Please repeat each of the records that follow, exactly as written.
---*---
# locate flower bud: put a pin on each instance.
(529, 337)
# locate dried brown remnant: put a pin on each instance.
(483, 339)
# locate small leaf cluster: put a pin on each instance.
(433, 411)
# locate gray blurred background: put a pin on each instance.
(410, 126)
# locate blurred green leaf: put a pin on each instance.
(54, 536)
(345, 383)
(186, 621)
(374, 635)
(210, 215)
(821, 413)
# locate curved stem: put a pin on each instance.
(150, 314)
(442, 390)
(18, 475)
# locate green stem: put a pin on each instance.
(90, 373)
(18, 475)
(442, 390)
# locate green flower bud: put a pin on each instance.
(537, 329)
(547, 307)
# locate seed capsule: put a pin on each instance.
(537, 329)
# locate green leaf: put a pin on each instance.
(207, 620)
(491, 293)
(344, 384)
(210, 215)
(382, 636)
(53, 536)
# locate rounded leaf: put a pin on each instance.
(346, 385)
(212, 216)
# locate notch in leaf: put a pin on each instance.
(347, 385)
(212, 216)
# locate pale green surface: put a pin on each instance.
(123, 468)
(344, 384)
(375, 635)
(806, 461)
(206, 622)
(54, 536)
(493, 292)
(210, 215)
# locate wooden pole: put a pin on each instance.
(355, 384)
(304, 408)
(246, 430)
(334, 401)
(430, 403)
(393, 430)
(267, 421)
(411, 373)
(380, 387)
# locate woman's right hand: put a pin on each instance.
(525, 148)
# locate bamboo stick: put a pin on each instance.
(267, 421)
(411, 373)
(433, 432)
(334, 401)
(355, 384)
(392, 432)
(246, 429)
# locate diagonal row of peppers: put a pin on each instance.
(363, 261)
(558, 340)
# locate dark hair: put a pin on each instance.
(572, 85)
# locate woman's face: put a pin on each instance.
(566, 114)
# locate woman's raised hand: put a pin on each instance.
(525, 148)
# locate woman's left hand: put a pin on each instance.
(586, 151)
---*---
### EXERCISE ANSWER
# locate flower bud: put a pin on each instance.
(529, 337)
# locate dried brown remnant: put a pin on each instance.
(483, 339)
# locate small leaf cluster: put a pin on each instance.
(433, 411)
# locate gray blurred background: put a pin on each instance.
(410, 126)
# locate blurred green leaf: put a pin on each instance.
(54, 536)
(345, 383)
(186, 621)
(374, 635)
(210, 215)
(821, 413)
# locate curved stem: put a pin on each instance.
(150, 314)
(442, 390)
(18, 475)
# locate green stem: put a pin on each instance.
(90, 373)
(18, 475)
(442, 390)
# locate green flower bud: put a pin on each instance.
(537, 329)
(547, 307)
# locate seed capsule: put a pin on each instance.
(537, 329)
# locate green leaf: put a pin on each instance.
(207, 620)
(491, 293)
(344, 384)
(210, 215)
(382, 636)
(53, 536)
# locate rounded leaf: put a pin on each instance.
(346, 385)
(212, 216)
# locate notch in leaf: put a pin on each instance.
(347, 385)
(212, 216)
# locate pale green surface: put a pin on each instance.
(123, 468)
(344, 384)
(375, 635)
(806, 461)
(206, 622)
(54, 536)
(493, 292)
(210, 215)
# locate wooden pole: put a pin on each instance.
(355, 384)
(304, 408)
(246, 430)
(334, 401)
(430, 403)
(393, 430)
(267, 421)
(411, 373)
(380, 387)
# locate woman's right hand: put a pin on each instance.
(525, 148)
# locate bamboo stick: put a pin on each instance.
(267, 421)
(411, 373)
(433, 432)
(334, 401)
(355, 384)
(392, 432)
(246, 429)
# locate diagonal row of peppers: put a pin on each instance.
(363, 261)
(558, 340)
# locate dark hair: put a pin on each instance.
(572, 85)
# locate woman's face: put a pin on each instance.
(566, 114)
# locate woman's raised hand: put a pin on each instance.
(525, 148)
# locate woman's left hand: put a pin on each instance.
(586, 151)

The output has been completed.